● **Tasks**
1) Rewrite the forum thread on measuring LED lux output from the words "Thanks for that." through "LED/reflector combo etc).", changing "ballpark" to "right range".
2) Write what comes next in the forum thread on measuring LED lux output, picking up after its last line.

● **Source**
++++++++
# Test method used here for lux output of LED's



## Burnt_Retinas (May 17, 2003)

*Test method used here for lux output of LED\'s*

Can anyone tell me what the accepted test method is for measuring the lux output of LED powered torches? Distance from torch and room ambient lighting etc.

I'd like to know if we are all comparing apples with apples with lux readings.

Thanks for any input,

Chris


----------



## shiftd (May 17, 2003)

*Re: Test method used here for lux output of LED\'s*

The distance from the led to the meter must be 1 meter. The best ambient lighting is none at all. If the led is so focused, then a lux reading seldom useful, same with lux reading from incandescent bulbs.
If the leds are not focused tight, then you are probably (and hopefully) comparing apples with apples


----------



## Burnt_Retinas (May 17, 2003)

*Re: Test method used here for lux output of LED\'s*

Thanks for that. Now I have can see how I go with others. I thought >12k lux at 1 foot was too much.

There's still room for cheating here though as "not focussed tight" is rather subjective. Still, I can now see if I'm in the ballpark with other mods. At least it'll let me know if something's not quite right (which can happen in this game with LED placement, LED/reflector combo etc).

Thanks again,

Chris


----------



## shiftd (May 17, 2003)

*Re: Test method used here for lux output of LED\'s*

Oh, you can also measure in foot distance. The measurement is called Candela (Cd).


----------



## Jonathan (May 17, 2003)

*Re: Test method used here for lux output of LED\'s*

[ QUOTE ]
*shiftd said:*
Oh, you can also measure in foot distance. The measurement is called Candela (Cd).
++++++++
● **Records supplied**
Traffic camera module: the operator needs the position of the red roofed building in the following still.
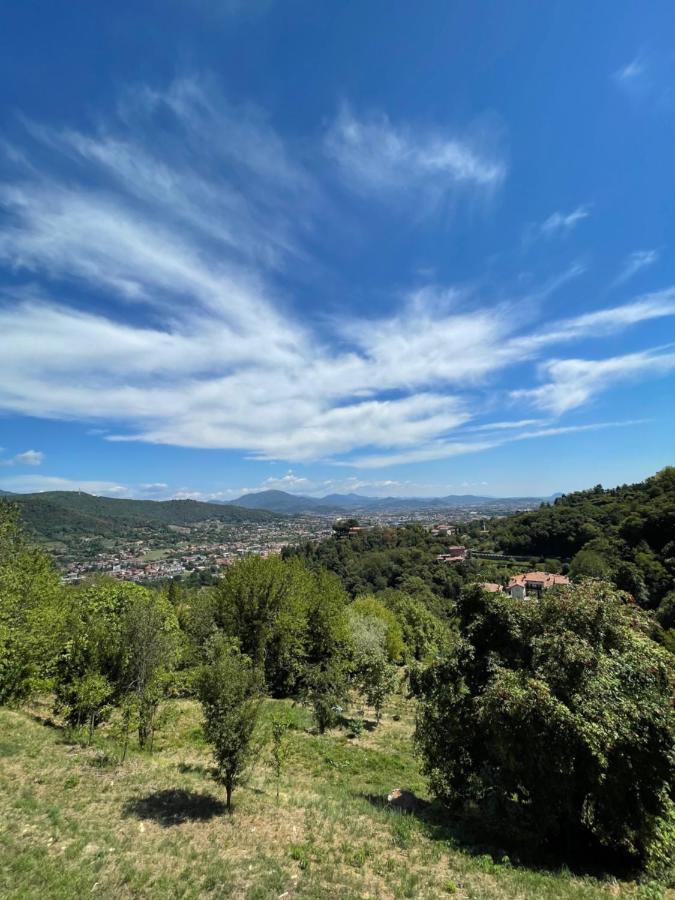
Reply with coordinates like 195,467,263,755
436,547,466,562
506,572,570,600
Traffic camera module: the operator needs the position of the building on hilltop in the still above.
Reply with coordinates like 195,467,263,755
431,523,457,535
436,547,467,562
506,572,570,600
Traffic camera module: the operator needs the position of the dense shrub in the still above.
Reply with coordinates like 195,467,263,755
413,581,675,866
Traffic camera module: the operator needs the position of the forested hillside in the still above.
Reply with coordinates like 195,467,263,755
11,491,278,540
0,503,675,900
480,466,675,608
284,525,464,607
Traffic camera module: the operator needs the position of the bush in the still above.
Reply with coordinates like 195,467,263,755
413,582,675,869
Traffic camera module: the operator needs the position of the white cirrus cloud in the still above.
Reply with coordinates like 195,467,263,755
325,104,506,202
0,79,675,468
613,250,659,287
512,349,675,415
524,205,591,244
0,450,45,466
0,475,130,497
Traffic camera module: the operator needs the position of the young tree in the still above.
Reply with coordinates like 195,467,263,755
54,578,148,727
117,591,180,750
413,581,675,863
213,556,314,697
0,500,65,703
271,719,289,803
304,659,348,734
197,636,262,811
349,603,397,723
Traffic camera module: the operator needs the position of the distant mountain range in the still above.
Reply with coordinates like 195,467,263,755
223,491,559,516
3,491,279,540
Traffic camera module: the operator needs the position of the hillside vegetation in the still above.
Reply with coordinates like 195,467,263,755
0,482,675,900
0,696,662,900
489,466,675,608
11,491,278,540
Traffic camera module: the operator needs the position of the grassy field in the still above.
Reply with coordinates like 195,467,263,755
0,698,664,900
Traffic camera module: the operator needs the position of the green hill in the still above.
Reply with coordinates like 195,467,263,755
489,466,675,607
3,491,279,540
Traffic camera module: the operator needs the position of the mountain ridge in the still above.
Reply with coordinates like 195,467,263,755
220,490,560,515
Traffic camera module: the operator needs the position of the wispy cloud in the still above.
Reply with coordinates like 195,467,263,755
614,54,647,84
512,349,675,415
353,420,642,469
612,250,659,287
325,105,506,202
0,450,45,466
0,80,675,468
0,475,125,497
524,205,591,244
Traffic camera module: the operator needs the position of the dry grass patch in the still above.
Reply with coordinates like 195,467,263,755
0,697,658,900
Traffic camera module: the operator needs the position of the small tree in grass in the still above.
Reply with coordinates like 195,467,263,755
305,662,347,734
197,636,262,811
272,719,290,803
73,672,113,744
349,604,397,724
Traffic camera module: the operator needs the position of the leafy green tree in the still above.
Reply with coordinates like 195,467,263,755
72,672,113,744
413,581,675,864
349,602,398,723
271,718,290,803
54,578,148,727
570,549,610,581
197,636,262,811
656,591,675,629
210,556,348,697
377,590,451,662
303,659,349,734
349,594,405,662
0,500,65,703
117,592,180,749
214,556,314,696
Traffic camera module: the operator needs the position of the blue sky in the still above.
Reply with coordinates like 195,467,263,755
0,0,675,499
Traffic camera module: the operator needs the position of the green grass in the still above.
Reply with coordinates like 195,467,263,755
0,698,663,900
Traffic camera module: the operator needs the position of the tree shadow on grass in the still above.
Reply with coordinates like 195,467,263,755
357,791,635,879
123,790,225,828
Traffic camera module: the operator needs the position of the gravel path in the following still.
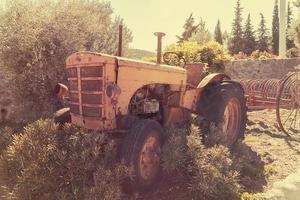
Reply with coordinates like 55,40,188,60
265,170,300,200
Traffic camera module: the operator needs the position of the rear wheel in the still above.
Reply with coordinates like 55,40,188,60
122,119,163,190
198,81,246,147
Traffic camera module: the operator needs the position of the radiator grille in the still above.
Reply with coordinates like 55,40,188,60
67,66,104,118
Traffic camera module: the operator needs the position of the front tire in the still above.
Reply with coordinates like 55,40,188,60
122,119,163,190
197,81,247,148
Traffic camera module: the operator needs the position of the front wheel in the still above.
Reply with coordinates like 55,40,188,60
198,81,246,147
122,119,163,190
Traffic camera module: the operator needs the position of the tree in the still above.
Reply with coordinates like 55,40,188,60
177,13,200,43
228,0,243,54
243,14,256,55
294,0,300,8
272,0,279,55
286,2,295,49
215,20,223,45
257,13,269,52
0,0,132,119
189,18,212,45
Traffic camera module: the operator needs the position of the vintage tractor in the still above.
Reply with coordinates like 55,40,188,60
56,52,246,189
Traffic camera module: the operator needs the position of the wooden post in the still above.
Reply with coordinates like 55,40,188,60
279,0,287,58
154,32,166,64
117,24,123,57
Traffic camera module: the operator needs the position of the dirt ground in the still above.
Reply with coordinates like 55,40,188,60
140,109,300,200
0,110,300,200
245,110,300,191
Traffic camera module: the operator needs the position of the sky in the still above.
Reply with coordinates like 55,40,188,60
110,0,299,51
++++++++
● **Per-task answers**
1)
Thanks for that. Now I have can see how I go with others. I thought >12k lux at 1 foot was too much.

There's still room for cheating here though as "not focussed tight" is rather subjective. Still, I can now see if I'm in the right range with other mods. At least it'll let me know if something's not quite right (which can happen in this game with LED placement, LED/reflector combo etc).

2)
[/ QUOTE ]

Not quite. I strongly recommend using Russ Rowlett's Dictionary of Units of Measure if you have any questions about any measurement units. Go and look up the terms: candlepower, candela, lux, lumen, foot-candle, steradian

The lux is a unit of illumination or illuminance, the amound of light falling upon (or radiating from) a _surface_. It is measured in _lumen_ per _square meter_. If you shine a light at a surface, and place a lux meter on that surface, you will get a reading that tells you how much light falls on each unit of area of that surface. If you move the light further away, the reading will go down. But it will still be an accurate reading of the light falling on a unit area of that surface. Lux tells you about what is hitting the surface, _not_ what is coming out of the light.

If you take your light, and hold it 1 meter from your surface, and _then_ take your lux reading, then you are being told something about the light. This is because at 1 meter, a light source with an _intensity_ of 1 Candela will produce an illumination of 1 Lux. So if you have a lux meter, and you place your light at 1 meter distance, then the measurement in Lux will be numerically equal to the Candela output of that light source in the direction of the meter.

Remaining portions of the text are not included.